D’après la théorie de l’électeur médian (Kremer 1997), l’échelle des salaires est plus faible dans une coopérative de travailleurs si les décisions concernant les salaires sont prises de manière démocratique à la majorité absolue. En effet, si l’on part d’une situation hypothétique dans laquelle chacun est rémunéré à sa productivité marginale , dans tous les cas où le salaire moyen est supérieur au salaire médian avant le vote, une majorité votera pour une redistribution. En théorie, le salaire moyen ne pourrait donc pas être durablement plus élevé que le salaire médian. Comme on peut supposer que dans les entreprises françaises (où quelques salaires élevés tirent la moyenne vers le haut) le salaire moyen est supérieur au salaire médian, on aurait donc une échelle des salaires plus restreinte dans les SCOP que dans les entreprises classiques. Cette redistribution au profit de l’électeur médian est susceptible d’avoir deux conséquences pertinentes pour notre étude : tout d’abord ceux qui ne disposent pas du droit de vote, ainsi que des groupes minoritaires au sein des membres peuvent être victimes de discrimination ou peuvent être arbitrairement expropriés. Ensuite, les travailleurs qui ont une productivité supérieure à la moyenne sont incités à quitter la coopérative pour chercher un emploi où ils seront rémunérés à leur productivité marginale. Cette dernière conséquence soulève la question de la pérennité d’une structure des salaires significativement différente dans les coopératives dans le cadre d’un marché concurrentiel. Kremer (1997) explique cette pérennité par l’existence d’une barrière à la mobilité, qui prend la forme d’un investissement irrécupérable réalisé par tous les travailleurs avant tout accès à l’information concernant les productivités de chacun. Abramitzky (2008) construit un modèle similaire reposant sur une incertitude originelle des travailleurs quant à leur propre niveau de productivité. Le mécanisme d’égalisation des salaires constitue alors une assurance à laquelle les salariés souscrivent avant de connaître leur productivité par aversion au risque.

- _Données fournies_
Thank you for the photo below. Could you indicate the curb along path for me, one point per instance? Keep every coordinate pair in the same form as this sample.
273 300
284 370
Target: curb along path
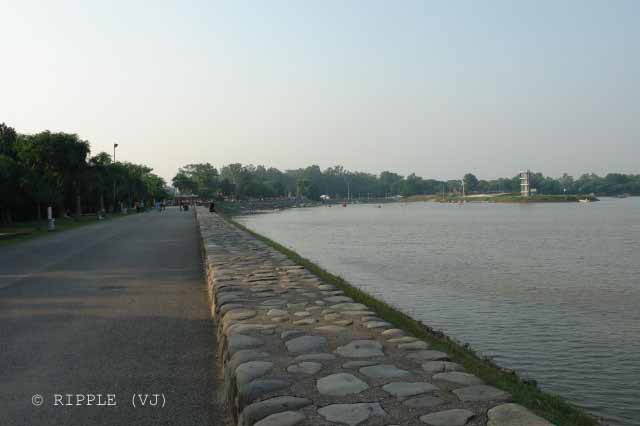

- _Énoncé de l'exercice_
D'après le texte de référence, par quoi Kremer (1997) explique-t-il la pérennité d'une structure des salaires différente dans les coopératives ? Répondez en une phrase, s'il vous plaît. Ce matériel forme un ensemble distinct, indépendant du texte de référence.

- _Corrigé de l'exercice_
Kremer l'explique par l'existence d'une barrière à la mobilité, qui prend la forme d'un investissement irrécupérable réalisé par tous les travailleurs avant tout accès à l'information concernant les productivités de chacun.